» Extract provided:

# Which are the five greatest works by Jean Sibelius in your opinion?



## Xisten267 (Sep 2, 2018)

The works are ordered more or less chronologically. Define "greatest" as you wish. If you choose _Other(s)_, please tell us here in the comments section which work(s) you had in mind.

You may change your vote later.

*P.S.: Karelia, JS 115, includes "Karelia Suite"; Music for the Press Celebrations, JS 137, includes "Finlandia"; Lemminkäinen Suite, Op. 22, includes "The Swan of Tuonela"; Kuolema, JS 113, includes "Valse triste".*

==================================================================

Top ten most voted works that belong to Jean Sibelius' five greatest according to the poll at the moment (in case of tie, later work gets priority in the ordering):

1. Violin Concerto, Op. 47 (31 votes)
2. Symphony No. 5, Op. 82 (28 votes)
3. Symphony No. 7, Op. 105 (25 votes)
4. Symphony No. 2, Op. 43 (23 votes)
5. Tapiola, Op. 112 (19 votes)
6. Symphony No. 4, Op. 63 (19 votes)
7. Lemminkäinen Suite, Op. 22 (16 votes)
8. Symphony No. 6, Op. 104 (11 votes)
9. Pohjola's Daughter, Op. 49 (7 votes)
10. Karelia, JS 115 (7 votes)

Works that aren't directly in the poll and were cited by members who voted for _Other(s)_ so far (in alphabetical order): 

Andante Festivo, JS 34 (1 vote)
King Christian II, Op. 27 (1 vote)
Luonnotar, Op. 70 (2 votes)
Piano Quintet in G minor, JS 159 (2 votes)
Total votes at the moment: 53.

Last update: 10/06/2022.


----------



## haziz (Sep 15, 2017)

His violin concerto, symphonies Nos. 1, 2 & 5 and Finlandia.


----------



## Philidor (11 mo ago)

Symph #4, #5, #7, Lemminkäinen Suite, Tapiola.


----------



## Xisten267 (Sep 2, 2018)

haziz said:


> His violin concerto, symphonies Nos. 1, 2 & 5 and Finlandia.


I saw that you marked _Other(s)_, but all five works you cited are actually present in the poll (_Finlandia_ is one movement of _Music for the Press Celebrations_, JS 137).


----------



## Waehnen (Oct 31, 2021)

I voted for symphonies 2, 4, 5, 7 and The Oceanides.


----------



## Art Rock (Nov 28, 2009)

Xisten267 said:


> _Finlandia_ is one movement of _Music for the Press Celebrations_, JS 137.


Dubious. Wikipedia (quoting Dubal, David. The Essential Canon of Classical Music, p. 466. New York: North Point Press, 2001) states (my bolding):

"The *last two movements *of the suite were *reworked *to become Finlandia."

Also, there are hardly any recordings of the complete _Music for the Press Celebrations_ and numerous recordings of Finlandia.


----------



## Heck148 (Oct 27, 2016)

Tough one - 

Symphonies 5, 1, 4, 2, Vln Cto...
but Sym #7, Lemminkainen, Karelia, En Saga, Tapiola also rate very highly with me...Finlandia, too.


----------



## Art Rock (Nov 28, 2009)

I picked in order of preference: Tapiola, Violin concerto, Symphony 4, Pelleas and Melisande, and Symphony 5. But all other symphonies and many tone poems are great as well.


----------



## Xisten267 (Sep 2, 2018)

» Data entries:

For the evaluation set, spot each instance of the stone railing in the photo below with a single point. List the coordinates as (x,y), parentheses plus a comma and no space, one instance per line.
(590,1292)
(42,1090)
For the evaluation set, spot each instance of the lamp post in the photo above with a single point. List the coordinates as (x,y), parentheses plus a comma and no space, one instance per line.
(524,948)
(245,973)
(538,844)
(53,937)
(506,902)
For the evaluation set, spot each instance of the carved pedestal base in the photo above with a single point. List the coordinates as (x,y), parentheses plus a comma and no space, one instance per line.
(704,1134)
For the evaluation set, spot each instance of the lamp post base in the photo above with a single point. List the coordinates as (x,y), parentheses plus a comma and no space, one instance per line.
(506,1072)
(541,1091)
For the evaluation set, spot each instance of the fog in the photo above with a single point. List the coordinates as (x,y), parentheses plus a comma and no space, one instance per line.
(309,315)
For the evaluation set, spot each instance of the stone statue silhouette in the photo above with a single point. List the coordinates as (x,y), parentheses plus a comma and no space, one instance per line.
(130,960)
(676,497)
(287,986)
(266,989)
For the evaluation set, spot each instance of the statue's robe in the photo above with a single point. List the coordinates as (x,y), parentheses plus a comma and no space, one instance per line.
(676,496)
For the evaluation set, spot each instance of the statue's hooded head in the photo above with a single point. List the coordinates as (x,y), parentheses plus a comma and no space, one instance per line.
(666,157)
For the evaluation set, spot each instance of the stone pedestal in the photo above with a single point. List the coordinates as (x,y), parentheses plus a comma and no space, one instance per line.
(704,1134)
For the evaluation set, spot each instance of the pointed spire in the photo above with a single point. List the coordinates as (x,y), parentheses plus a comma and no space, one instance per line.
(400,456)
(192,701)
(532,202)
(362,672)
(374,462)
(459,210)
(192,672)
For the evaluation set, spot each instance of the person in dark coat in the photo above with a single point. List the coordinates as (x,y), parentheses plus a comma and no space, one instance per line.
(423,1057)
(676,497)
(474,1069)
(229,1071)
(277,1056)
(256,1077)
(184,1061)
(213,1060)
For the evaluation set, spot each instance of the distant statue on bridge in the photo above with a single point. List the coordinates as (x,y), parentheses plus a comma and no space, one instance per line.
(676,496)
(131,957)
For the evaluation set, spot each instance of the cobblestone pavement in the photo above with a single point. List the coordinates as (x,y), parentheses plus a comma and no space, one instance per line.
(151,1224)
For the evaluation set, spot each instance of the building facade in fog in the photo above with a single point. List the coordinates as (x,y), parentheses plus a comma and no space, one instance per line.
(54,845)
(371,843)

» Task objective: Turn the paragraph in the Sibelius poll thread that begins "P.S.: Karelia, JS 115" into a short list, keeping each work and the piece it includes. Work only from the Sibelius poll thread.

» Output:
- Karelia, JS 115: includes "Karelia Suite"
- Music for the Press Celebrations, JS 137: includes "Finlandia"
- Lemminkäinen Suite, Op. 22: includes "The Swan of Tuonela"
- Kuolema, JS 113: includes "Valse triste"